++++ Given data ++++

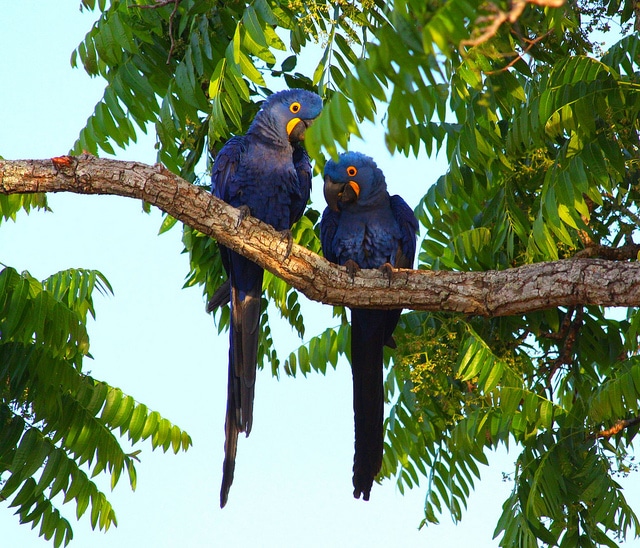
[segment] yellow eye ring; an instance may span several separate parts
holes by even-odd
[[[354,166],[349,166],[347,168],[347,175],[349,177],[355,177],[358,174],[358,170]]]
[[[289,110],[294,114],[298,114],[298,112],[300,112],[300,108],[300,103],[298,103],[298,101],[295,101],[294,103],[291,103],[289,105]]]

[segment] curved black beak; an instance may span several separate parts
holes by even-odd
[[[311,124],[313,124],[313,120],[293,118],[287,125],[289,141],[291,141],[292,143],[299,143],[300,141],[304,141],[304,134]]]
[[[360,187],[355,181],[337,183],[328,175],[324,178],[324,199],[333,211],[340,211],[338,204],[355,202],[360,195]]]

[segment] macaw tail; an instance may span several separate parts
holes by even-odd
[[[220,508],[224,508],[233,483],[238,450],[238,423],[236,422],[235,378],[229,356],[229,379],[227,383],[227,415],[224,421],[224,464],[222,465],[222,486],[220,487]]]
[[[231,300],[231,280],[227,278],[207,303],[207,313],[211,314],[217,308],[229,304]]]
[[[231,326],[229,377],[225,420],[224,465],[220,507],[224,507],[233,482],[238,434],[248,436],[253,424],[260,305],[264,271],[240,255],[231,257]]]
[[[351,310],[351,372],[355,454],[353,496],[369,500],[382,467],[384,443],[383,348],[392,342],[399,310]]]

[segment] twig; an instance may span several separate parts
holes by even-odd
[[[176,3],[176,0],[156,0],[155,4],[136,4],[133,7],[140,8],[141,10],[154,10],[156,8],[162,8],[174,3]]]
[[[491,76],[493,74],[498,74],[499,72],[504,72],[505,70],[510,69],[513,65],[515,65],[518,62],[519,59],[522,59],[523,55],[526,55],[527,53],[529,53],[529,51],[531,51],[531,48],[533,48],[533,46],[535,46],[541,40],[544,40],[547,36],[549,36],[551,34],[551,32],[552,31],[547,31],[543,35],[538,36],[537,38],[535,38],[533,40],[526,40],[527,47],[524,48],[522,53],[516,53],[515,57],[513,58],[513,60],[509,61],[504,67],[499,68],[497,70],[491,70],[491,71],[487,72],[486,73],[487,76]]]
[[[171,46],[169,47],[169,55],[167,56],[167,65],[171,62],[173,51],[176,48],[176,41],[173,37],[173,23],[176,18],[176,13],[178,12],[178,4],[180,4],[180,0],[155,0],[155,4],[141,4],[134,6],[136,8],[140,8],[141,10],[153,10],[163,8],[165,6],[168,6],[169,4],[173,4],[173,11],[169,16],[169,39],[171,40]]]
[[[611,436],[615,436],[625,428],[629,428],[630,426],[634,426],[636,424],[640,424],[640,417],[634,417],[633,419],[621,419],[617,421],[611,428],[601,430],[600,432],[595,434],[594,437],[609,439]]]
[[[628,261],[635,259],[640,253],[640,244],[629,243],[620,247],[608,247],[606,245],[590,245],[578,251],[574,259],[606,259],[608,261]]]
[[[477,30],[480,30],[480,25],[488,23],[484,30],[476,38],[469,38],[468,40],[462,40],[460,47],[475,47],[483,44],[487,40],[493,38],[498,29],[506,22],[511,24],[515,23],[522,15],[524,8],[527,4],[536,4],[537,6],[543,6],[545,8],[559,8],[564,4],[565,0],[514,0],[512,7],[509,11],[502,11],[493,3],[488,5],[488,11],[493,12],[491,15],[481,16],[476,19],[478,25]]]
[[[549,339],[564,339],[564,343],[562,345],[562,349],[558,354],[558,357],[553,360],[546,368],[547,389],[549,390],[550,394],[552,394],[551,380],[553,379],[553,376],[556,374],[558,369],[560,369],[560,367],[571,363],[571,358],[573,356],[573,346],[575,345],[576,339],[578,338],[578,333],[580,332],[580,328],[582,327],[583,317],[584,309],[582,306],[571,307],[567,311],[567,314],[562,321],[562,325],[558,333],[548,333],[545,335]],[[543,371],[543,373],[545,372]]]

++++

Set down every record word for word and leave out the pictures.

[segment] yellow eye ring; an instance may span several separate parts
holes by even-odd
[[[354,166],[349,166],[347,168],[347,175],[349,177],[355,177],[358,174],[358,170]]]
[[[289,110],[294,114],[298,114],[298,112],[300,112],[300,108],[300,103],[298,103],[298,101],[295,101],[294,103],[291,103],[289,105]]]

[segment] curved black beak; an instance may span several separate parts
holes by even-odd
[[[311,124],[313,124],[313,120],[293,118],[287,125],[289,141],[291,141],[292,143],[299,143],[300,141],[304,141],[304,134]]]
[[[360,187],[355,181],[337,183],[328,175],[324,178],[324,199],[333,211],[340,211],[338,204],[355,202],[360,195]]]

[segment] macaw tail; an instance may span several separate parts
holes by even-odd
[[[220,508],[224,508],[233,483],[238,450],[238,423],[236,422],[235,378],[229,356],[229,379],[227,383],[227,415],[224,421],[224,464],[222,465],[222,486],[220,487]]]
[[[231,300],[231,280],[227,278],[207,303],[207,313],[211,314],[217,308],[229,304]]]
[[[231,326],[229,377],[225,420],[224,465],[220,507],[224,507],[233,482],[238,434],[248,436],[253,424],[260,305],[264,271],[240,255],[231,257]]]
[[[351,310],[351,372],[355,454],[353,496],[369,500],[382,467],[384,443],[383,348],[392,342],[399,310]]]

[segment] twig; an instance may span several separate parts
holes by even-odd
[[[176,3],[176,0],[156,0],[155,4],[136,4],[133,7],[140,8],[141,10],[154,10],[156,8],[162,8],[174,3]]]
[[[491,76],[493,74],[498,74],[499,72],[504,72],[505,70],[510,69],[513,65],[515,65],[518,62],[519,59],[522,59],[523,55],[526,55],[527,53],[529,53],[529,51],[531,51],[531,48],[533,48],[533,46],[535,46],[541,40],[544,40],[547,36],[549,36],[551,34],[551,32],[552,31],[547,31],[543,35],[538,36],[537,38],[535,38],[533,40],[526,40],[527,47],[524,48],[522,53],[516,53],[515,57],[513,58],[513,60],[509,61],[504,67],[499,68],[497,70],[491,70],[491,71],[487,72],[486,73],[487,76]]]
[[[171,46],[169,47],[169,55],[167,56],[167,65],[171,62],[173,51],[176,48],[176,41],[173,37],[173,23],[176,18],[176,13],[178,12],[178,4],[180,4],[180,0],[155,0],[155,4],[141,4],[134,6],[136,8],[140,8],[141,10],[153,10],[163,8],[165,6],[168,6],[169,4],[173,4],[173,11],[169,16],[169,39],[171,40]]]
[[[611,436],[615,436],[625,428],[629,428],[630,426],[634,426],[636,424],[640,424],[640,417],[634,417],[633,419],[621,419],[617,421],[611,428],[601,430],[600,432],[595,434],[594,437],[609,439]]]
[[[628,261],[635,259],[640,253],[640,244],[629,243],[620,247],[608,247],[606,245],[590,245],[578,251],[574,259],[606,259],[608,261]]]
[[[477,30],[480,30],[480,25],[488,23],[484,30],[476,38],[469,38],[468,40],[462,40],[460,47],[475,47],[483,44],[487,40],[493,38],[498,29],[506,22],[511,24],[515,23],[522,15],[524,8],[527,4],[536,4],[537,6],[543,6],[545,8],[559,8],[564,4],[565,0],[514,0],[512,7],[509,11],[502,11],[493,3],[488,5],[488,11],[493,12],[491,15],[481,16],[476,19],[478,25]]]
[[[549,339],[564,339],[564,343],[562,345],[562,349],[558,354],[558,357],[553,360],[546,368],[547,389],[549,390],[550,394],[552,394],[551,380],[553,379],[553,376],[556,374],[558,369],[560,369],[560,367],[571,363],[571,358],[573,356],[573,346],[575,345],[576,339],[578,338],[578,333],[580,332],[580,328],[582,327],[583,317],[584,309],[582,306],[571,307],[567,311],[567,314],[562,321],[562,325],[558,333],[548,333],[545,335]],[[543,371],[543,373],[545,372]]]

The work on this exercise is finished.